> [Directions for this task]: In the entries below, find each line bearing the string "brick" and copy it.

> [Saved entries]:
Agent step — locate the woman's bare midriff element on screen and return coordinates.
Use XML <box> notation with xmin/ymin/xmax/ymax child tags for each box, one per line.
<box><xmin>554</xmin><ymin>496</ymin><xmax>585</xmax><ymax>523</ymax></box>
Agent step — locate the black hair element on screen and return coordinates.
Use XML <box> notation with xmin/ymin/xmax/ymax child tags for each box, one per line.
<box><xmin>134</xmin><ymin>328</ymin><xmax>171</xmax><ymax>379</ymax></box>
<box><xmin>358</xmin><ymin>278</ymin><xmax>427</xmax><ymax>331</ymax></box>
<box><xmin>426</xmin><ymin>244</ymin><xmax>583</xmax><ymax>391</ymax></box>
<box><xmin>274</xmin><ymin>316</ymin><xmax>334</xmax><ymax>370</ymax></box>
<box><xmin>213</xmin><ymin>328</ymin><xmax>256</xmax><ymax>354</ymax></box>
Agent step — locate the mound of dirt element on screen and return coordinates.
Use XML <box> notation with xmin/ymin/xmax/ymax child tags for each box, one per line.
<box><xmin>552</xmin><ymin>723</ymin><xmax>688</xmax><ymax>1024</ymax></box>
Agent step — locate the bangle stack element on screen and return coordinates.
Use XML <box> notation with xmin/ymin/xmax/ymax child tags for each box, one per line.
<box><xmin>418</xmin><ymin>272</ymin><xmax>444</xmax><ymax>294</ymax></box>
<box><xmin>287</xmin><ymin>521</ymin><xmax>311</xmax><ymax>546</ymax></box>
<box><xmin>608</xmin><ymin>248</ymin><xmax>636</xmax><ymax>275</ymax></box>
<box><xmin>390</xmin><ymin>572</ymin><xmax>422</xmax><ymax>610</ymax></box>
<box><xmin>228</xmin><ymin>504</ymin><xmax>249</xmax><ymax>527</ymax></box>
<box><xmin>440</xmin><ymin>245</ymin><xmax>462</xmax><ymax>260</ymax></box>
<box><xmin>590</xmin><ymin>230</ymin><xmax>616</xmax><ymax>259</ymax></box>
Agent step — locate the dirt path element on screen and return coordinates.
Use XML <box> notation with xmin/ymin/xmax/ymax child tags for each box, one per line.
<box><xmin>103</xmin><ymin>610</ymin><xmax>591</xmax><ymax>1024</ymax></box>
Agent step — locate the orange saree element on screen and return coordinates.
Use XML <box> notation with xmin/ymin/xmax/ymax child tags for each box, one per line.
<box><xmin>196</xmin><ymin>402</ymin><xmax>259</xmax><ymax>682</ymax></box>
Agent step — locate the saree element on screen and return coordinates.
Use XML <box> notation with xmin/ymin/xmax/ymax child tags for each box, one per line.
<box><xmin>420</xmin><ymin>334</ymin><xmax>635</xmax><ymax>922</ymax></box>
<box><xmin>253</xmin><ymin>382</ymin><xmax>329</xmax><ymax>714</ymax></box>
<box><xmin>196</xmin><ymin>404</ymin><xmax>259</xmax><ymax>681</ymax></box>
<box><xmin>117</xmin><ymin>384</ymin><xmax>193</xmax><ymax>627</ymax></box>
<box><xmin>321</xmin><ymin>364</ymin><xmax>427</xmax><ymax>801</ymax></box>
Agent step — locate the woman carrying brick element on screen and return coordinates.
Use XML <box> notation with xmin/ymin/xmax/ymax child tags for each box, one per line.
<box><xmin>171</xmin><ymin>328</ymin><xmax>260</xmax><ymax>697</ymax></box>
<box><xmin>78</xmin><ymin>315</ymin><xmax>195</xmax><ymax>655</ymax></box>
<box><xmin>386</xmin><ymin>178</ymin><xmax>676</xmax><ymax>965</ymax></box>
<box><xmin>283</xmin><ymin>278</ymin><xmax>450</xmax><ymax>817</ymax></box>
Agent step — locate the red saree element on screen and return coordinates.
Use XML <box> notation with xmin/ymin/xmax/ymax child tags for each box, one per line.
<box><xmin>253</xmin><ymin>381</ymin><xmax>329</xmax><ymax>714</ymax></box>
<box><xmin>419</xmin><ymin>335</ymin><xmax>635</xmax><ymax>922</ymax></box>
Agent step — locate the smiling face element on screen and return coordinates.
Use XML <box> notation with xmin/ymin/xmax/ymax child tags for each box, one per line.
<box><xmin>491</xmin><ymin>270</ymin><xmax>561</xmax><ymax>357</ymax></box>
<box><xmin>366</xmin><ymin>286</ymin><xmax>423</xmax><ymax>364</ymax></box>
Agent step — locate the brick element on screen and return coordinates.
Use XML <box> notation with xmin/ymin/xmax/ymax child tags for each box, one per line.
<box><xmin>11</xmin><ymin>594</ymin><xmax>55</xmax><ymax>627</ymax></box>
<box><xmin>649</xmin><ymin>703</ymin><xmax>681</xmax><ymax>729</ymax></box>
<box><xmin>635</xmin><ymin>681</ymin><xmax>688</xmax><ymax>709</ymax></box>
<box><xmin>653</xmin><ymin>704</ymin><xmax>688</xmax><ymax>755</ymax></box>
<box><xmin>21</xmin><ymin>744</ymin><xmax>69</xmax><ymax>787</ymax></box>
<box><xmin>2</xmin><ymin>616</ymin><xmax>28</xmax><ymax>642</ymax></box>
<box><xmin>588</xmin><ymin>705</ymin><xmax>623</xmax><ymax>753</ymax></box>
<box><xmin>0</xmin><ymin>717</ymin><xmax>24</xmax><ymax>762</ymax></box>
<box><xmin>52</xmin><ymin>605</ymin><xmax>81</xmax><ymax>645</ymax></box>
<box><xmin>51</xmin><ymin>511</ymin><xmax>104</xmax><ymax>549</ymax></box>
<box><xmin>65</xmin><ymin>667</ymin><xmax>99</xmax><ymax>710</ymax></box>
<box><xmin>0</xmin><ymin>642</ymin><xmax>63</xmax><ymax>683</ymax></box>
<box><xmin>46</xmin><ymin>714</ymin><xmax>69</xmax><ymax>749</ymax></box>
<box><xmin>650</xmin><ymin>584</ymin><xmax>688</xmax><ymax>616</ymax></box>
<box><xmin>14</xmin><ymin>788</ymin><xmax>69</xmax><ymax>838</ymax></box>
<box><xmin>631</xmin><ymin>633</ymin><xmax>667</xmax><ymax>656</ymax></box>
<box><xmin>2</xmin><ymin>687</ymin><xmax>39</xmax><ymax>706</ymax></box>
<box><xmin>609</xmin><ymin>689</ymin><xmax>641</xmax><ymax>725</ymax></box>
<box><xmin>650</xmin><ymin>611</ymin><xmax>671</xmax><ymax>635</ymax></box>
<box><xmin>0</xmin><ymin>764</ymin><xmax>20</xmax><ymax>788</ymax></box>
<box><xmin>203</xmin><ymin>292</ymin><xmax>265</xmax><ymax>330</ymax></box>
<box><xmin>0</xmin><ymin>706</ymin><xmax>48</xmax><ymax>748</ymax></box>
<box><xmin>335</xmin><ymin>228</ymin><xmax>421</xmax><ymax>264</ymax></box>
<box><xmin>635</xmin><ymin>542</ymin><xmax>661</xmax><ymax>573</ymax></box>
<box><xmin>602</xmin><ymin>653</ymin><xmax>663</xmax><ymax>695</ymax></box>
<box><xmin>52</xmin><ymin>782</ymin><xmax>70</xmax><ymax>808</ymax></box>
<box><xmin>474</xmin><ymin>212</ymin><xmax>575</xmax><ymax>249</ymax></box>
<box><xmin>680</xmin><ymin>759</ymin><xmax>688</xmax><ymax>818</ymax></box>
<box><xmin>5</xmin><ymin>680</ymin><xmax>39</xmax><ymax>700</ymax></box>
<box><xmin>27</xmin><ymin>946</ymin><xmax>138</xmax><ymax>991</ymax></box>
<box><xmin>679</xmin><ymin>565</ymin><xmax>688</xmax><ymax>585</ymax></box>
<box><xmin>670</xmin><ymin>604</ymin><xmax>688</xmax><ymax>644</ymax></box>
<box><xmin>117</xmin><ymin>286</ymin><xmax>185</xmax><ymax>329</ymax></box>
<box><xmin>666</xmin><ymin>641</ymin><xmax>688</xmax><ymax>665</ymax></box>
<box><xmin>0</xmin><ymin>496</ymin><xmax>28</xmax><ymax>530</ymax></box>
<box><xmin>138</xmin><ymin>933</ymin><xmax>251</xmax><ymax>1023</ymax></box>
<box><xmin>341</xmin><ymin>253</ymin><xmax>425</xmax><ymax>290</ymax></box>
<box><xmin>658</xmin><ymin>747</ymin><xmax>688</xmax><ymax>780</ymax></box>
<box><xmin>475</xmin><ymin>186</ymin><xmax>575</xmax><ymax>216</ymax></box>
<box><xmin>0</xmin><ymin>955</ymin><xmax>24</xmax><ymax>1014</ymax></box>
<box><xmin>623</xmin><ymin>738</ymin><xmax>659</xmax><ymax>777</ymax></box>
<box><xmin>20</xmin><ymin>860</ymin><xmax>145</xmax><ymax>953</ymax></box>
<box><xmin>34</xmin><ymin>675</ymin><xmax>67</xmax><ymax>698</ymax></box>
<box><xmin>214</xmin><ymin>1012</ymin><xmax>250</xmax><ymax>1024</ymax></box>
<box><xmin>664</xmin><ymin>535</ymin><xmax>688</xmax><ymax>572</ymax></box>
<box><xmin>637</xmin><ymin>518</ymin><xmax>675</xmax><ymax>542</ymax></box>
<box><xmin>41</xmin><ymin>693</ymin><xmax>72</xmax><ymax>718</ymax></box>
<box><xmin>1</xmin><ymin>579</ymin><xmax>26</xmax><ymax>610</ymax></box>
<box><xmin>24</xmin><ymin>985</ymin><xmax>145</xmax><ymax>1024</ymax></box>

> [Task result]:
Agent step — locate the woman carrying brick element on screen and return coordinates.
Agent step — locate the brick element on screen and return coordinates.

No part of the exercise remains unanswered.